Aim
Copy every line of the data below word for word, keeping each character and line break unchanged.

— BEGIN Record list —

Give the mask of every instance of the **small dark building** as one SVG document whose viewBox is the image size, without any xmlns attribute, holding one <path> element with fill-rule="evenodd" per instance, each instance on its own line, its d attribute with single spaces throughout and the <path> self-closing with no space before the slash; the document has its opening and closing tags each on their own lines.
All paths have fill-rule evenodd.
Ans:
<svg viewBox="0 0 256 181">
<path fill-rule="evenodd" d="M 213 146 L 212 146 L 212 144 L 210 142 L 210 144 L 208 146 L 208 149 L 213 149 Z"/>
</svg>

— END Record list —

Solution to the exercise
Give the mask of every instance of the **small dark building** as one SVG document whose viewBox is the image size, without any xmlns attribute, holding one <path> element with fill-rule="evenodd" per instance, each instance on its own line, its d attribute with single spaces throughout and the <path> self-closing with no space before the slash; the document has its opening and closing tags each on their own lines.
All paths have fill-rule evenodd.
Ans:
<svg viewBox="0 0 256 181">
<path fill-rule="evenodd" d="M 213 146 L 212 146 L 212 144 L 210 142 L 210 144 L 208 146 L 208 149 L 213 149 Z"/>
</svg>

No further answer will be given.